§ What the task requires
Starting from the line that contains "The component shall return one point per instance of the fox", output every remaining line of the records below exactly as it appears, that line and the last one included.
--- Data excerpts ---
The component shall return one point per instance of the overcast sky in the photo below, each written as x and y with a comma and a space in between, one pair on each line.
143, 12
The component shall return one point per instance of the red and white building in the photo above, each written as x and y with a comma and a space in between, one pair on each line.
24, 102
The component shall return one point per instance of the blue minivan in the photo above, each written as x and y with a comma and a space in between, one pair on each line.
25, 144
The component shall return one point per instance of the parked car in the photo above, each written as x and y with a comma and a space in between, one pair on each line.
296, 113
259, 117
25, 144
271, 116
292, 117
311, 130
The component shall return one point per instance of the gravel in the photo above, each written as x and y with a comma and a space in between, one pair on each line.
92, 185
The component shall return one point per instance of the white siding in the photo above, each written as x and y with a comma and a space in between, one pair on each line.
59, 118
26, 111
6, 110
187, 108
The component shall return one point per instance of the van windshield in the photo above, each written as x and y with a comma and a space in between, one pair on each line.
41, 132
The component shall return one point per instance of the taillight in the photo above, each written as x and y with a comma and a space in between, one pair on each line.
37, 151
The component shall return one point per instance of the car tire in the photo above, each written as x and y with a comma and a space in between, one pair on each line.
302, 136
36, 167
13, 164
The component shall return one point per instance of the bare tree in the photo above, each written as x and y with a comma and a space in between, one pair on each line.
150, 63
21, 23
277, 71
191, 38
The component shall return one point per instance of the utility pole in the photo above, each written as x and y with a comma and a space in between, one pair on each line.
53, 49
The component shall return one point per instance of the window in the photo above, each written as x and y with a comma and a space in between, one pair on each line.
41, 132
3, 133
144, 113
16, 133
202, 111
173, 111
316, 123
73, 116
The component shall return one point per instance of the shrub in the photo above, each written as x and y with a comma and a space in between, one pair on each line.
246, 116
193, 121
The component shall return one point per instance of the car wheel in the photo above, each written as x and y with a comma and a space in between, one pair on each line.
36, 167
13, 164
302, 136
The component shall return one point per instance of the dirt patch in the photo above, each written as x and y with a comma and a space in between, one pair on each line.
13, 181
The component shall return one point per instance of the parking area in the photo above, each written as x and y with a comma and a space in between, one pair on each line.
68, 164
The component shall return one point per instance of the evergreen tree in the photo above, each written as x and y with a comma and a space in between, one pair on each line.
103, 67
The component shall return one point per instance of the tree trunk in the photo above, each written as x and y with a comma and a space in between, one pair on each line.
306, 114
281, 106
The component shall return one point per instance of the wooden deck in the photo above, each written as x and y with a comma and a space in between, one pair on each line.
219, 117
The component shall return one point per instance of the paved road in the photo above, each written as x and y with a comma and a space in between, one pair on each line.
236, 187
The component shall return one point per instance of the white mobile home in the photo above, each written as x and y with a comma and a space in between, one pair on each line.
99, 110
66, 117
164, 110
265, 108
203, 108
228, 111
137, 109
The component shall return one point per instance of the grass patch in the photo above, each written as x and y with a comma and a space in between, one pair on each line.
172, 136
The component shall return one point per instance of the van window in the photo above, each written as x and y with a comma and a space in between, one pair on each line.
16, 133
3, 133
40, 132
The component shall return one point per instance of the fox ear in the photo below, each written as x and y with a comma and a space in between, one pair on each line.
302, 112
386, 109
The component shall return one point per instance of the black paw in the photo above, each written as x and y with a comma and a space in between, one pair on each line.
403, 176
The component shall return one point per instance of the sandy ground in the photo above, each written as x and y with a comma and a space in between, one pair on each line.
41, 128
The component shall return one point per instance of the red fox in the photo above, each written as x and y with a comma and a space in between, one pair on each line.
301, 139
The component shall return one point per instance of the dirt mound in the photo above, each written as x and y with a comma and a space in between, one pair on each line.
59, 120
---
§ Response for this exercise
The component shall return one point per instance of the fox ear in the photo below, each written as x and y with a comma and a space in between, one pair on each line.
302, 112
386, 109
The component shall return one point per instance of the black paw in the photo above, each written as x and y with a comma and a space in between, one pair on each line.
403, 176
The component shall return one point per instance of the sandy ground in the photo above, each written as x and y with a comma and a space in between, one pair on each line.
41, 128
The component shall return one point per instance of the red fox in the photo above, each written as x and y with a comma and a space in between, one pair on each line.
301, 139
The component shall return one point per instance of the dirt mound in the photo above, each written as x and y with a comma and a space in between, one pair on each line.
59, 120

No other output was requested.